● REQUIRED WORK:
Go over the entries and report the lines where the word "wooden" occurs.

● DATA EXCERPTS:
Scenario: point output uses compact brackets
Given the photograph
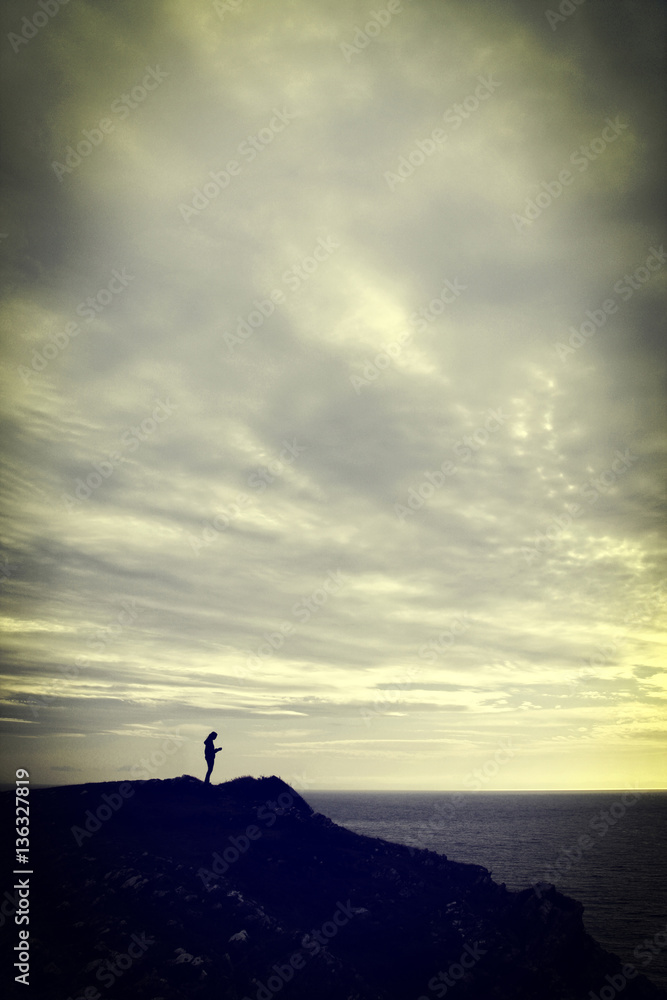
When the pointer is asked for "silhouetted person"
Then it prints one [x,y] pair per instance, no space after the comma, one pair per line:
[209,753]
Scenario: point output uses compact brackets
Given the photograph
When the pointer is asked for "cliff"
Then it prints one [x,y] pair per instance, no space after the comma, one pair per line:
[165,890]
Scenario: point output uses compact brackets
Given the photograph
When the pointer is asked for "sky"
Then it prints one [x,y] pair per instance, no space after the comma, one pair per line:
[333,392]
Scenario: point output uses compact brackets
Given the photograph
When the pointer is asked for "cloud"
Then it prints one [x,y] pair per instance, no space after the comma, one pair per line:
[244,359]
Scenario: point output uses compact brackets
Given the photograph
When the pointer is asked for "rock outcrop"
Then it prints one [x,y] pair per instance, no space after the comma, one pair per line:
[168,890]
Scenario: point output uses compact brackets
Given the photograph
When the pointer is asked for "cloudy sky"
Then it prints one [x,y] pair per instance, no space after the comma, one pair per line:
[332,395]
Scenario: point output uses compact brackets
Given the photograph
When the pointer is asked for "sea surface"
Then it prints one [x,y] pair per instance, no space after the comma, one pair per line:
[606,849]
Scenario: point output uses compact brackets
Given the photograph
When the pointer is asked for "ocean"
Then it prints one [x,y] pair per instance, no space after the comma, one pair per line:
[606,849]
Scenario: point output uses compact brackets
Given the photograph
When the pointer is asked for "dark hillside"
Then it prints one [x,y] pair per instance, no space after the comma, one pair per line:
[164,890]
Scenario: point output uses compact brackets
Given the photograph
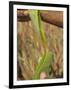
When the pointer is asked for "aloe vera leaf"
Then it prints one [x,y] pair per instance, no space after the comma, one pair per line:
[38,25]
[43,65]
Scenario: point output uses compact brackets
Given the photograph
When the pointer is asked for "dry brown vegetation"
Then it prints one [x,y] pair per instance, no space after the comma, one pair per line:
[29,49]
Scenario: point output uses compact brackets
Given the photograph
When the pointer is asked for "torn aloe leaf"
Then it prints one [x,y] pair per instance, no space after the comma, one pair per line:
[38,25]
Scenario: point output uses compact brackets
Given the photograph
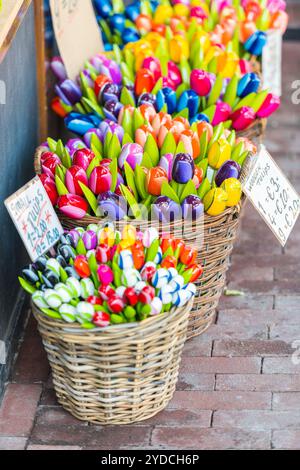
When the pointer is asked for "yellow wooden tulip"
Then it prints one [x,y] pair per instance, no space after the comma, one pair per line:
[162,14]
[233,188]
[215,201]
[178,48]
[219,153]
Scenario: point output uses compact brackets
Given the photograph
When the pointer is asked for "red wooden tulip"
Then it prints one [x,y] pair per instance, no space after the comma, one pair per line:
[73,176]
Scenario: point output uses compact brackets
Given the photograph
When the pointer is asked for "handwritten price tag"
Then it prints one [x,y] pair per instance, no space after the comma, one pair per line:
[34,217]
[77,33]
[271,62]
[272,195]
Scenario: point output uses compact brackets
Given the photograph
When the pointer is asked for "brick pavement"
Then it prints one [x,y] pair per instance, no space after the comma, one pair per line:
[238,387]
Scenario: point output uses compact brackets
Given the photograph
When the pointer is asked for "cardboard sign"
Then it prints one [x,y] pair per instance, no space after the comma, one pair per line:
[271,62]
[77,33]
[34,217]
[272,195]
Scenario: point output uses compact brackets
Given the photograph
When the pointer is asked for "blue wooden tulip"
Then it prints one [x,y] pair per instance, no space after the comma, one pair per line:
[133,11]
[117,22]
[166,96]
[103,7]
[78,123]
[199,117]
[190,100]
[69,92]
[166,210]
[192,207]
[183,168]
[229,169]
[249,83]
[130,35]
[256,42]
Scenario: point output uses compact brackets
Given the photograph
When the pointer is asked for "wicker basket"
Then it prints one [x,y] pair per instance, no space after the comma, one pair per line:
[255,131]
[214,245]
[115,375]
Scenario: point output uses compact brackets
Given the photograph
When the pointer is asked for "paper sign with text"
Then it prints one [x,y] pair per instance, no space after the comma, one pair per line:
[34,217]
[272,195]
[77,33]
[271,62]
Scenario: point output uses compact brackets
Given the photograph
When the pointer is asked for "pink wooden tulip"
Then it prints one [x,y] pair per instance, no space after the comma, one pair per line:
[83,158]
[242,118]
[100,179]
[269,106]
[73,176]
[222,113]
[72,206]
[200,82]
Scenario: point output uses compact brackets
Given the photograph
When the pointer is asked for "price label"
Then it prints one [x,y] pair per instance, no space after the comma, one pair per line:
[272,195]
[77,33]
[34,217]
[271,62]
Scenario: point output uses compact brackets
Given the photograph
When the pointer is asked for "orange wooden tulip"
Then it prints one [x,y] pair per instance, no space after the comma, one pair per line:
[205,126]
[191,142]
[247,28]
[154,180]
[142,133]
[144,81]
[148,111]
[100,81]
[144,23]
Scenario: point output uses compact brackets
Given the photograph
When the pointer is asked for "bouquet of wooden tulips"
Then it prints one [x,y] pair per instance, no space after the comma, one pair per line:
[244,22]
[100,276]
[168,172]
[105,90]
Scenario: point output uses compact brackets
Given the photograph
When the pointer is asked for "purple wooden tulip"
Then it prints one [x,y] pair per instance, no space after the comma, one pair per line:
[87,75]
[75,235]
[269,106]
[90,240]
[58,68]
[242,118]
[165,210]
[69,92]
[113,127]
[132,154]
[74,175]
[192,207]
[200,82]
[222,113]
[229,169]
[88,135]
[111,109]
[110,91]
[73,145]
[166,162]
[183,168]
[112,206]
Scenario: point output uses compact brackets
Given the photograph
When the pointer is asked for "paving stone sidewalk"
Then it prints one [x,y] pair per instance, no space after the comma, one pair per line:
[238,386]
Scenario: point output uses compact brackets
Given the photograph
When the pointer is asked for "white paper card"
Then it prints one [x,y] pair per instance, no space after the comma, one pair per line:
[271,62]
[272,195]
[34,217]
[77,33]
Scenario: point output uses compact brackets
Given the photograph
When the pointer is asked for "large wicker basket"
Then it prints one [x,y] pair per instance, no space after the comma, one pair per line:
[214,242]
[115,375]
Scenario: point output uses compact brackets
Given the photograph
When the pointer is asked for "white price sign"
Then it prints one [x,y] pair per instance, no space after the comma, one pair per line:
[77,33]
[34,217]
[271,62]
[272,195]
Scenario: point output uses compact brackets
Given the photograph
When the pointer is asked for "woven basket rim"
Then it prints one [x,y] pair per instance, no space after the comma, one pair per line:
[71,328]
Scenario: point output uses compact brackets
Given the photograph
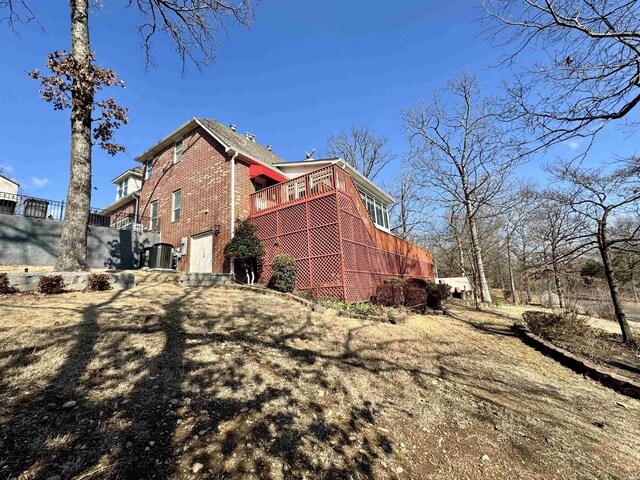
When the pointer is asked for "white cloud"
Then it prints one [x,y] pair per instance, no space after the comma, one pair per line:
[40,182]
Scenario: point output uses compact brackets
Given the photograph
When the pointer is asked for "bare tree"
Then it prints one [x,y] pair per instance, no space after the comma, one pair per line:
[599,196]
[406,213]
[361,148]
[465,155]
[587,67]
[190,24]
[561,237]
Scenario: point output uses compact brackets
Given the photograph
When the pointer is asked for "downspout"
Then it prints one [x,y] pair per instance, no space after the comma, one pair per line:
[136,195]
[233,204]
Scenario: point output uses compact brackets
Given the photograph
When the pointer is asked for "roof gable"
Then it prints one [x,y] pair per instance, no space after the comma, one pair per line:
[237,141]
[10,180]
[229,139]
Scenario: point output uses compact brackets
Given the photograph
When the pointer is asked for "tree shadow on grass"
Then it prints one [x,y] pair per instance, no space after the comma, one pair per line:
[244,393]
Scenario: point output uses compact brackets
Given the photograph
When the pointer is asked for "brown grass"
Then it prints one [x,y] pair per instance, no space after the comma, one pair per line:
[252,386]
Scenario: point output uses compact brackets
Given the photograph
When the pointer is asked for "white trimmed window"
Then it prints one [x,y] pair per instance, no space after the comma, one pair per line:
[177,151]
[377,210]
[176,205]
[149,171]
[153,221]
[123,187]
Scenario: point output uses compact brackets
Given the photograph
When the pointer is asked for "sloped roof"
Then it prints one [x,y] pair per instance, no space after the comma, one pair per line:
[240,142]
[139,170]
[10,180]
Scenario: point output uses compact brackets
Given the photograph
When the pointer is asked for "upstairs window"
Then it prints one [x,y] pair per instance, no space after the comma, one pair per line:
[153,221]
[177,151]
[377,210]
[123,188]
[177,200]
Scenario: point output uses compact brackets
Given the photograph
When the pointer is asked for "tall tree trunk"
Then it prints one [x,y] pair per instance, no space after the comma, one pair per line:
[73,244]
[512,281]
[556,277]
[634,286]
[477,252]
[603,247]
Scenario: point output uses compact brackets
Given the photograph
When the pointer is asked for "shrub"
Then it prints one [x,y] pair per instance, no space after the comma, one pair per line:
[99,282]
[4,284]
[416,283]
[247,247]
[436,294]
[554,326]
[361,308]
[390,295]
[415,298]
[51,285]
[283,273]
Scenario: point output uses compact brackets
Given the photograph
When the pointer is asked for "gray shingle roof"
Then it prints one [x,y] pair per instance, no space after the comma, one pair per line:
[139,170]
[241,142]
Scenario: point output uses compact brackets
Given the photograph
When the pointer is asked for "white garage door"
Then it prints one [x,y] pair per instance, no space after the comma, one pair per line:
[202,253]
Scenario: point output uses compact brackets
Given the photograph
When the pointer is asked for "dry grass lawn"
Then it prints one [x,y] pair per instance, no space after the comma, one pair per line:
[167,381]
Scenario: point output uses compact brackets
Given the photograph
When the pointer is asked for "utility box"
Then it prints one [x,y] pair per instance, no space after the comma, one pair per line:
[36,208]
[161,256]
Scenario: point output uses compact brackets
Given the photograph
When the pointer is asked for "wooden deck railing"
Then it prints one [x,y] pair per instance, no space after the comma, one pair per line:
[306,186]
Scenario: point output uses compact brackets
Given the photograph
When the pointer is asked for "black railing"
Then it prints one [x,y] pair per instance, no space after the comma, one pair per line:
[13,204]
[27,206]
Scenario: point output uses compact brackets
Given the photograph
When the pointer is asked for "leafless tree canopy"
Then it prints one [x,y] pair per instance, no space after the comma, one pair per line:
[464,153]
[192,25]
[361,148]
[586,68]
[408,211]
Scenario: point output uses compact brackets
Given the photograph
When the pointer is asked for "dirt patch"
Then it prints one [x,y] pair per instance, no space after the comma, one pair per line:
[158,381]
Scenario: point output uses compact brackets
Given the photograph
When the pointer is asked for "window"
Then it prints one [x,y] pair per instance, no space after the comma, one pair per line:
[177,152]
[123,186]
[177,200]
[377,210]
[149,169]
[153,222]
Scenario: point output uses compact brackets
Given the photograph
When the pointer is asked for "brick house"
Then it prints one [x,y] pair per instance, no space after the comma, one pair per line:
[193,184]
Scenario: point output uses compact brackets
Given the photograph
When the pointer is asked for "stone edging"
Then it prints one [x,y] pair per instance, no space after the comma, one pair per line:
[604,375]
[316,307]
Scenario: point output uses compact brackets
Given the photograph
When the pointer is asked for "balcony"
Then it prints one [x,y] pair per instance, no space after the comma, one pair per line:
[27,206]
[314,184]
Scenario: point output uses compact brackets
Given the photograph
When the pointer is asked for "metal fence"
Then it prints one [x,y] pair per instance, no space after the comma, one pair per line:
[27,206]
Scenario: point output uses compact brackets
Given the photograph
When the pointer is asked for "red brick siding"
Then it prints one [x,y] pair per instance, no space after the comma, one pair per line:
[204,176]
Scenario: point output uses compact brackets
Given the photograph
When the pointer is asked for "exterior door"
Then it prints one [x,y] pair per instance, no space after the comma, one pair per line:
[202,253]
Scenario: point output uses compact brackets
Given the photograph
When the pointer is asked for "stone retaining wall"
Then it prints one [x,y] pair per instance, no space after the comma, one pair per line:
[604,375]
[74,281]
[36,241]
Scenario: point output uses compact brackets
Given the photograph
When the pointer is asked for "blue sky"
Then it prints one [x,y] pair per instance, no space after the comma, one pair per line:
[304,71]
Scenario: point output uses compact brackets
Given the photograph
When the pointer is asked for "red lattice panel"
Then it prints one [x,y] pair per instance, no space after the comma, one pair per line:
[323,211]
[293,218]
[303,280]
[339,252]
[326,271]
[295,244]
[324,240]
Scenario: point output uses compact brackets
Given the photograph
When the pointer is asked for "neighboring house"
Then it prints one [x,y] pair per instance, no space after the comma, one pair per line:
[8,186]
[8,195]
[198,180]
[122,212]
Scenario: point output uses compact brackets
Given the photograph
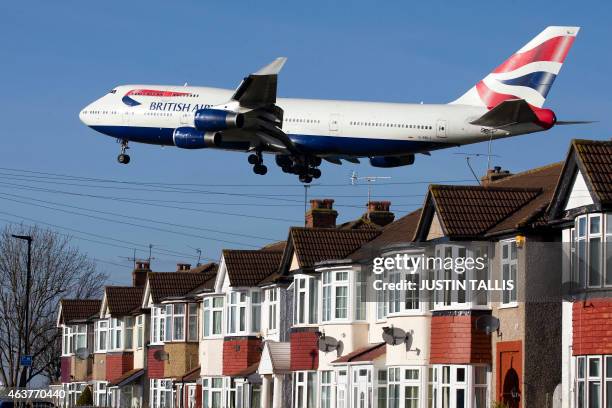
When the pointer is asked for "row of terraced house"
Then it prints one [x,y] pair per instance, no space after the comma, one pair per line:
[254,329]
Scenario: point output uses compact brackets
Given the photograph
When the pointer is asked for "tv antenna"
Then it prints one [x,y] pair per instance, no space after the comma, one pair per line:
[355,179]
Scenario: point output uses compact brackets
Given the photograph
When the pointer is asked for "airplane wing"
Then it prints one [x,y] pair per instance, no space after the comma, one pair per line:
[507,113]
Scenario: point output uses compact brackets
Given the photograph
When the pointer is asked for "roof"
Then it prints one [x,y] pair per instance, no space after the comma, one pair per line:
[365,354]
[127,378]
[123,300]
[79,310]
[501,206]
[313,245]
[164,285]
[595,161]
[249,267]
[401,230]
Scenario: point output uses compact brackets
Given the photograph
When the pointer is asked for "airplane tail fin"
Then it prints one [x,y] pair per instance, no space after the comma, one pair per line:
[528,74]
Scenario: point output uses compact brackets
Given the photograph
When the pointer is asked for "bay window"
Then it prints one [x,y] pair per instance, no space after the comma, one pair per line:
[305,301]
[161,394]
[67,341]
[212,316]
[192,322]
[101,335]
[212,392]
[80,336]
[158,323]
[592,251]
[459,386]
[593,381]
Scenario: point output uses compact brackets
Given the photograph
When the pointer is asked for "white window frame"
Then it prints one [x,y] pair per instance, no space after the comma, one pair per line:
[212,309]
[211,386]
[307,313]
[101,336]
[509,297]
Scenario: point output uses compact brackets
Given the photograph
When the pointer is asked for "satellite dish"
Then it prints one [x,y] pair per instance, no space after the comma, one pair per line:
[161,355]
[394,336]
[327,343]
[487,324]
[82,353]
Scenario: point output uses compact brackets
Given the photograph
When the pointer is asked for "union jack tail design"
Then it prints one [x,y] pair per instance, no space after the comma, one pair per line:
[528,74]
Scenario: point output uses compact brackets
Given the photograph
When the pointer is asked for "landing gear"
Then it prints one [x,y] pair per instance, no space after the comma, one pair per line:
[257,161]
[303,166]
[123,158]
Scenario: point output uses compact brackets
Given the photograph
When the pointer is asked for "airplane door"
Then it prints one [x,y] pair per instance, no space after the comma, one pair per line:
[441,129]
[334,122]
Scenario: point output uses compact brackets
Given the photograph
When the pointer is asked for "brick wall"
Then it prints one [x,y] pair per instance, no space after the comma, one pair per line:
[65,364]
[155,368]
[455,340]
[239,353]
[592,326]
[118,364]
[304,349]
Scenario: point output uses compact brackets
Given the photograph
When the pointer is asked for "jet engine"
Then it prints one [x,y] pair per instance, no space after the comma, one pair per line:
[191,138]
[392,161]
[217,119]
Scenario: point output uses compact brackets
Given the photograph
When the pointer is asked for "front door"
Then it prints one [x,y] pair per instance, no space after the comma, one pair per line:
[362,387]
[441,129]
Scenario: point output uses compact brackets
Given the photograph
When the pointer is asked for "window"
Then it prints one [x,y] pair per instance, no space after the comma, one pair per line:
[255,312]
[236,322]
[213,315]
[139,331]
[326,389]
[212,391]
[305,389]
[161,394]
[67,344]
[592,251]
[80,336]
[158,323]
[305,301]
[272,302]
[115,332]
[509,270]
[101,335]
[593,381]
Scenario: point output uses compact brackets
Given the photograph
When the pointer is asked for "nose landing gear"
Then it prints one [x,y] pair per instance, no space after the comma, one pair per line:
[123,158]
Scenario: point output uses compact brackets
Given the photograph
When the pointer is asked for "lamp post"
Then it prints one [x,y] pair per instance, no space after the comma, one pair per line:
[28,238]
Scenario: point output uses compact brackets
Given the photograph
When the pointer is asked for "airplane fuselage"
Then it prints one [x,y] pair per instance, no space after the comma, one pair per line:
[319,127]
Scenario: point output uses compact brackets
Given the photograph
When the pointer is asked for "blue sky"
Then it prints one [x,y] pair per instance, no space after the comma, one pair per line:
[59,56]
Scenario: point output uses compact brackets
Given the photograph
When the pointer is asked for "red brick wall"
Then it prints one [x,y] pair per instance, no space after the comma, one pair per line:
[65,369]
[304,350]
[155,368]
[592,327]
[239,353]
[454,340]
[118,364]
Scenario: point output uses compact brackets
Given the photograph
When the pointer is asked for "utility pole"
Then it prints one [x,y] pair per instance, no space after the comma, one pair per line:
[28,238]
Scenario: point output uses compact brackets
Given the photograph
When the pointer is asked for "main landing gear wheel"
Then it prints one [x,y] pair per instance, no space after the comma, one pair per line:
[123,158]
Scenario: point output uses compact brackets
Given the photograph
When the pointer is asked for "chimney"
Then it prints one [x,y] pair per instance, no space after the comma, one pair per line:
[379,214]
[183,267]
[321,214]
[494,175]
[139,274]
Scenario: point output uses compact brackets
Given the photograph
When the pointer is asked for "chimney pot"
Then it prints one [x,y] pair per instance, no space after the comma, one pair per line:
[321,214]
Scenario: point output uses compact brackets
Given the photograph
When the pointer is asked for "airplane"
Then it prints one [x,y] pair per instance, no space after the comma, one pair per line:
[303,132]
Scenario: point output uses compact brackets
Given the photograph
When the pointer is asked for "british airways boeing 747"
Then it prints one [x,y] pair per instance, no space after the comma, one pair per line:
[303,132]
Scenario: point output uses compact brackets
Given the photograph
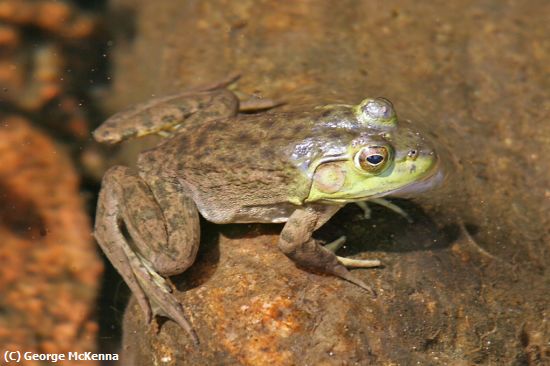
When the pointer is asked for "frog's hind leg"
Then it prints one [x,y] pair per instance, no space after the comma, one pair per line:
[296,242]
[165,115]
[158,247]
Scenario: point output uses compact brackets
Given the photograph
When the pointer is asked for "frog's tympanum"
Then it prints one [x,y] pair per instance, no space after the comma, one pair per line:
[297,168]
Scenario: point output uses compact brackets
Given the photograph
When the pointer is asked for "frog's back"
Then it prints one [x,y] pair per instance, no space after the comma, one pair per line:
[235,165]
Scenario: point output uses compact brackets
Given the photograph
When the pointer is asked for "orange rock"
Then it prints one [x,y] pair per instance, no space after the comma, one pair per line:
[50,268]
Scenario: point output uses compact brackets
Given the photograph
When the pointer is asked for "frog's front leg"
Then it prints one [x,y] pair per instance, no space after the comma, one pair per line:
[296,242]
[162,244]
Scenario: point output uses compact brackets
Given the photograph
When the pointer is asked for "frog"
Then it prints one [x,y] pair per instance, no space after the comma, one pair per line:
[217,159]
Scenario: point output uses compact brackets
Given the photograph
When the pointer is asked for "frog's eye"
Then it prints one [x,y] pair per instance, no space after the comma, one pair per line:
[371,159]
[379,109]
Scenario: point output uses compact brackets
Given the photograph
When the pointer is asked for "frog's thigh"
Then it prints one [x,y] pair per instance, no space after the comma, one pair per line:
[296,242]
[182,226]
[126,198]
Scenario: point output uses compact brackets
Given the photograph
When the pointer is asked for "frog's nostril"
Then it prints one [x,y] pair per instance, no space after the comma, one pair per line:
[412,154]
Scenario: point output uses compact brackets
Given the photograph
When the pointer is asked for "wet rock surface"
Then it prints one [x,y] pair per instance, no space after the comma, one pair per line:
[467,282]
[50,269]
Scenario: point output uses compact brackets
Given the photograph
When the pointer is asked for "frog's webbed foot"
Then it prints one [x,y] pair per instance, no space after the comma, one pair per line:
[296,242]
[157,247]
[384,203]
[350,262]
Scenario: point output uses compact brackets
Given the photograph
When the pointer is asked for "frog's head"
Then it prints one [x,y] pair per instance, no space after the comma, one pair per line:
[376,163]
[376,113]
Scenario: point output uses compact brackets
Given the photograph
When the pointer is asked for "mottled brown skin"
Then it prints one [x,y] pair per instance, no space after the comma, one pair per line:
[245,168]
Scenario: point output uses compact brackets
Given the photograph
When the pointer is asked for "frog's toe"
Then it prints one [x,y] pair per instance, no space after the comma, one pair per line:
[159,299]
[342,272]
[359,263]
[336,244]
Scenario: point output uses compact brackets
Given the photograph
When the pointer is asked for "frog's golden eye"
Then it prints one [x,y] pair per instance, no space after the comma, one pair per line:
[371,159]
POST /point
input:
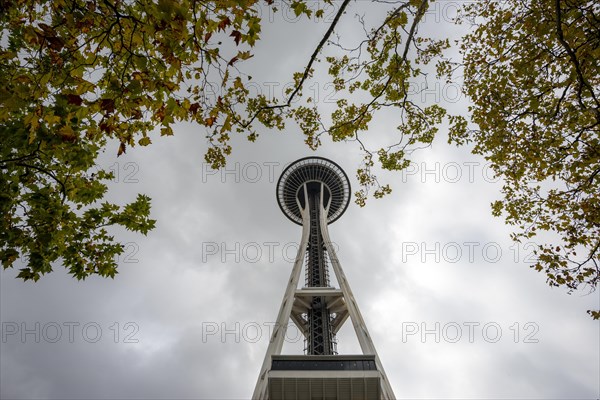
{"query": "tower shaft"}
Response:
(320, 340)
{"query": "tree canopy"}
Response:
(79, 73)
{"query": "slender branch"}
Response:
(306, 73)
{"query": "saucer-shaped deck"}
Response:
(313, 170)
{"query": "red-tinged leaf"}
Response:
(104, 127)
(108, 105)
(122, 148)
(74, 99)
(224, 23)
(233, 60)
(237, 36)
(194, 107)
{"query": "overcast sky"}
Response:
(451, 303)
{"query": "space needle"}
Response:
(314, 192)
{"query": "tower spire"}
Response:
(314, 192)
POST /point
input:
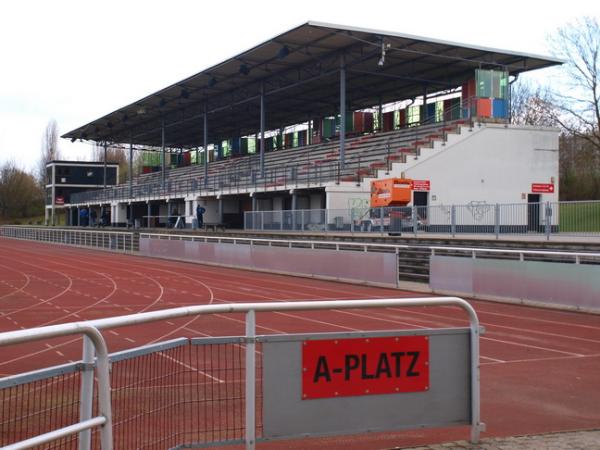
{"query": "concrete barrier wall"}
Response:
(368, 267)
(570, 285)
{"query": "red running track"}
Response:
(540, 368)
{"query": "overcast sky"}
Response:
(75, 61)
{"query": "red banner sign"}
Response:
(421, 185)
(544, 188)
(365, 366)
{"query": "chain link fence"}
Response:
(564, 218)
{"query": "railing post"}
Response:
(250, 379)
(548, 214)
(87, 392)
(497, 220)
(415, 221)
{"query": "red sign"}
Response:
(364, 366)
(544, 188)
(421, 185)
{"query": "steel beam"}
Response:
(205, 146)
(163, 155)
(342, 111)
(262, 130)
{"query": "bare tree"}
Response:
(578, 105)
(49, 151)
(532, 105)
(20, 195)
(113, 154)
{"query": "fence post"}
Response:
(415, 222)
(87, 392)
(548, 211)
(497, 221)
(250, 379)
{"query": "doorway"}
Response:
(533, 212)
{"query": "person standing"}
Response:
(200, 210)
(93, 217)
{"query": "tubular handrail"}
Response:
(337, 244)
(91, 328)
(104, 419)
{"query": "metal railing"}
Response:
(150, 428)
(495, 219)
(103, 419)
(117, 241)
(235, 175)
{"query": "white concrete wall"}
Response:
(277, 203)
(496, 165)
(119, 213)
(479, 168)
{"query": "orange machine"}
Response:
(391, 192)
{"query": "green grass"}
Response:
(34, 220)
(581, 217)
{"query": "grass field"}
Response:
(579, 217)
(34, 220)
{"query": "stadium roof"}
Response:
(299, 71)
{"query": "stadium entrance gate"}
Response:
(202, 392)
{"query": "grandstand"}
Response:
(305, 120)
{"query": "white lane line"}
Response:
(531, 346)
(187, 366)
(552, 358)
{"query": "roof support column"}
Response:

● RESPONSE BOX:
When the pointer is asked for "yellow wooden tulip"
When the pointer is asked for "red wooden tulip"
When the pointer is asked for "blue wooden tulip"
When the pointer is asked for "pink wooden tulip"
When the pointer is asked for "orange wooden tulip"
When the pointer is asked for "bouquet of wooden tulips"
When the pointer is asked for "purple wooden tulip"
When the pointer is asked for "wooden deck railing"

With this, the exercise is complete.